* **EXERCISE**: From the first line of the material through the line containing "the form [635,129].", restate everything word for word and nothing more.

* **RECORDS**:
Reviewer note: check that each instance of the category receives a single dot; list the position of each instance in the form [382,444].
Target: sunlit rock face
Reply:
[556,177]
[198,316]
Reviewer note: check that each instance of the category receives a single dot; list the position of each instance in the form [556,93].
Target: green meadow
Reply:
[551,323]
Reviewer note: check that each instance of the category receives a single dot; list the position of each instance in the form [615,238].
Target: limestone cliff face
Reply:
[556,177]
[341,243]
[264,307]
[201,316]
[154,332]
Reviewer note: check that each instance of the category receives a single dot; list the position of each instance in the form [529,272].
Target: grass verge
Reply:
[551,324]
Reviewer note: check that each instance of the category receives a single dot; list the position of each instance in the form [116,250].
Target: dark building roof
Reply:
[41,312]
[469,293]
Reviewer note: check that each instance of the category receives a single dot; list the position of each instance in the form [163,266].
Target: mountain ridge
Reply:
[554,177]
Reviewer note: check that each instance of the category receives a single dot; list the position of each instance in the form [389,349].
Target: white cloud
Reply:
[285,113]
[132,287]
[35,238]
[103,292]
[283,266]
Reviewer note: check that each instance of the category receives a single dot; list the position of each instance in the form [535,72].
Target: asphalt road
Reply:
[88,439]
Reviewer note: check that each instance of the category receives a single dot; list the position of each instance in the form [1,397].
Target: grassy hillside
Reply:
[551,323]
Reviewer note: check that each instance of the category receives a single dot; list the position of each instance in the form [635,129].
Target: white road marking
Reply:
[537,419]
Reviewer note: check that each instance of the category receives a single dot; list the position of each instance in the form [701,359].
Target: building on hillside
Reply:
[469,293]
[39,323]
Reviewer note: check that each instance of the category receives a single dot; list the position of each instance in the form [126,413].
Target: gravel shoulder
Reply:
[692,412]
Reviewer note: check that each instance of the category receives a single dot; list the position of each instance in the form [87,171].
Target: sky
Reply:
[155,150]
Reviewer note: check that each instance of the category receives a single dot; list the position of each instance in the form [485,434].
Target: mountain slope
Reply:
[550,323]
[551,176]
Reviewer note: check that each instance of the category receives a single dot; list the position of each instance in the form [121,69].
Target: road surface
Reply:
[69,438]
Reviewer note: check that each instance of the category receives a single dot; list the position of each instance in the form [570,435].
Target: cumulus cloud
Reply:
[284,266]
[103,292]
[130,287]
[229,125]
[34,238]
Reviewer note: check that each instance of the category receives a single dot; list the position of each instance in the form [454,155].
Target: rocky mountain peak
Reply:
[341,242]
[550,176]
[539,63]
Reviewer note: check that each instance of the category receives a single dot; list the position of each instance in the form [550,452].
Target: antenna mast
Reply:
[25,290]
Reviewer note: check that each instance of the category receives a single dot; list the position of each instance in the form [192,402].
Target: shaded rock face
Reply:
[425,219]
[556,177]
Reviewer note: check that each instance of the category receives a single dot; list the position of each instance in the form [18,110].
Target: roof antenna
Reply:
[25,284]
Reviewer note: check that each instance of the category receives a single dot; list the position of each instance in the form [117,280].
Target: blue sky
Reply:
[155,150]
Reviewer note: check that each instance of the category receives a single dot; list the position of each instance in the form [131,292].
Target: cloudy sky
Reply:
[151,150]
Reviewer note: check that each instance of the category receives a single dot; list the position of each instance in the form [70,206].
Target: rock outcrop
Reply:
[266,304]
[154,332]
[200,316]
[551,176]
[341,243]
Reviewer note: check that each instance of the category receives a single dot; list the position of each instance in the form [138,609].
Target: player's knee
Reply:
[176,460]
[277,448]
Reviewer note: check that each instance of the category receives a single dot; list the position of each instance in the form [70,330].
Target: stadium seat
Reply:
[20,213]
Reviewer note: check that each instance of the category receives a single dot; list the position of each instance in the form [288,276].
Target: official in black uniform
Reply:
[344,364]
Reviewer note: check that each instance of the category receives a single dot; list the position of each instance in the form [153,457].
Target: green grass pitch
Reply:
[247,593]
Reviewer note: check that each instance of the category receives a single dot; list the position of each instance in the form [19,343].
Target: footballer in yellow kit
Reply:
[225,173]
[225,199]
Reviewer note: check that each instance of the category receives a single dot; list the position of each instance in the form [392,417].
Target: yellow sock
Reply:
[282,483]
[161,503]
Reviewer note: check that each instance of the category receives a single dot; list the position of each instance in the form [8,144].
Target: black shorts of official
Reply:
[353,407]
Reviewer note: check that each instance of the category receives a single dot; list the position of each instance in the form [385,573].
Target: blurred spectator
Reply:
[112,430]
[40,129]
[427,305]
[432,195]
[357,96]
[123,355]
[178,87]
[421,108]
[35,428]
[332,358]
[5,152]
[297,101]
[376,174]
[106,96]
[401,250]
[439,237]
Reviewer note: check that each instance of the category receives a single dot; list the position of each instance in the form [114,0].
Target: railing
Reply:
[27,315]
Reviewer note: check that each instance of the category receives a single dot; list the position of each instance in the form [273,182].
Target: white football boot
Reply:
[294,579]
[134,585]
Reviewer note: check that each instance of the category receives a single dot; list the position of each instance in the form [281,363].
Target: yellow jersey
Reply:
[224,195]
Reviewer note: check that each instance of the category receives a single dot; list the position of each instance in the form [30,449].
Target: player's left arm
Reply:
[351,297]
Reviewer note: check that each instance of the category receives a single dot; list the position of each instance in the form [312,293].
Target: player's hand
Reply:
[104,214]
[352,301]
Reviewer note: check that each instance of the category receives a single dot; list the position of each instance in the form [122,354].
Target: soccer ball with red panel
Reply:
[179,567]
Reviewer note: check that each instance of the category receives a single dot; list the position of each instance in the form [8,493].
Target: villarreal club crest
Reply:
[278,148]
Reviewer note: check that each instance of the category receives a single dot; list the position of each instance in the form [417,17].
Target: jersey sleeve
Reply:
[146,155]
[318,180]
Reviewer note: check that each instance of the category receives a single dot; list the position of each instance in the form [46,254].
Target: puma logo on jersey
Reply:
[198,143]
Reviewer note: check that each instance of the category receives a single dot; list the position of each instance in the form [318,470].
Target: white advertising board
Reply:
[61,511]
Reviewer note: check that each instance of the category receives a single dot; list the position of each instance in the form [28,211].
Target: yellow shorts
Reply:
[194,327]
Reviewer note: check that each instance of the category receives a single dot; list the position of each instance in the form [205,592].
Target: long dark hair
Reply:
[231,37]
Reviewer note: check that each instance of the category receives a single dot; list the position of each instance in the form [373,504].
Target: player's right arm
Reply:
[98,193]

* **FINISHED EXERCISE**:
Reviewer note: check that each instance of the category receives a single dot; list the position of each instance in the form [382,444].
Target: sunlit rock face
Reply:
[556,177]
[198,316]
Reviewer note: check that each instance of the category receives a single dot; list the position of each instance in the form [556,93].
Target: green meadow
Reply:
[551,323]
Reviewer note: check that each instance of the category receives a single dot; list the position of each instance in the form [615,238].
Target: limestone cliff face
Reply:
[556,177]
[341,243]
[264,307]
[201,316]
[154,332]
Reviewer note: check that each instance of the category receives a single dot; list the position of each instance in the form [529,272].
Target: grass verge
Reply:
[551,324]
Reviewer note: check that each instance of the category receives a single dot; list the position of each instance in the form [116,250].
Target: dark building roof
Reply:
[41,312]
[469,293]
Reviewer note: check that each instance of the category receives a single dot; list the position of each instance in the form [163,266].
Target: mountain ridge
Reply:
[554,177]
Reviewer note: check that each instance of the category receives a single dot; list the position of each instance in the form [389,349].
Target: white cloud
Reply:
[285,113]
[132,287]
[35,238]
[103,292]
[283,266]
Reviewer note: check that each instance of the category receives a single dot; list the position of each instance in the form [535,72].
Target: asphalt road
Reply:
[88,439]
Reviewer note: check that each instance of the category receives a single dot; list the position of each instance in the form [1,397].
Target: grassy hillside
Reply:
[551,323]
Reviewer note: check that each instance of the category receives a single dot; list the position of each instance in the form [635,129].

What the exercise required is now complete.